▸ **What you need to do**: The entries below are to be restated exactly, and their images are to be omitted.

▸ **Supplied data**:
....................
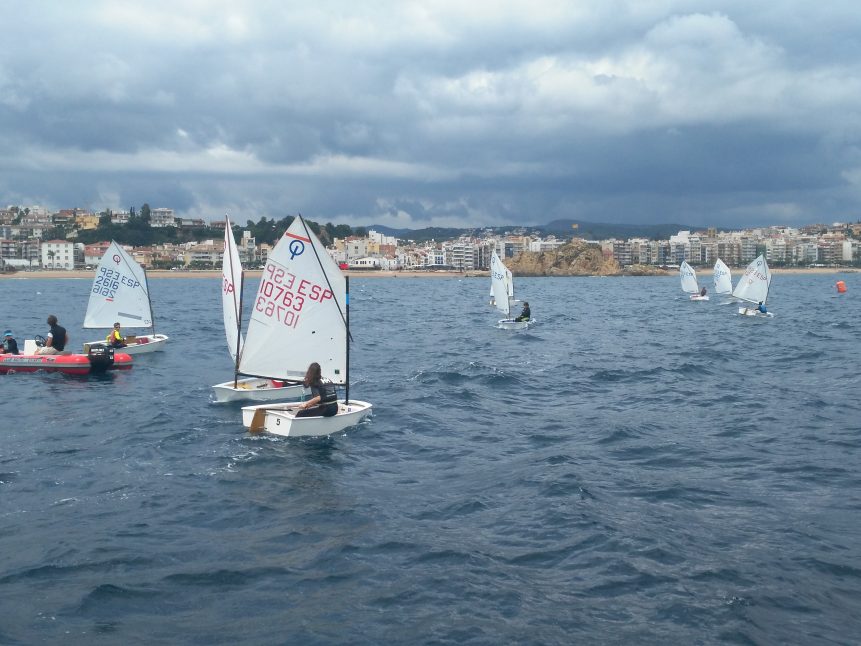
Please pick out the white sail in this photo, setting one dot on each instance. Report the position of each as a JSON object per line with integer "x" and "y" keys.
{"x": 499, "y": 284}
{"x": 723, "y": 278}
{"x": 753, "y": 286}
{"x": 298, "y": 315}
{"x": 231, "y": 278}
{"x": 689, "y": 278}
{"x": 119, "y": 292}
....................
▸ **Solution for this problem**:
Please pick out the white sail in this photo, setting one dot on each instance. Report the position of each as a JSON object per line with integer "x" and "y" keys.
{"x": 499, "y": 284}
{"x": 723, "y": 278}
{"x": 753, "y": 286}
{"x": 298, "y": 315}
{"x": 231, "y": 278}
{"x": 689, "y": 278}
{"x": 119, "y": 292}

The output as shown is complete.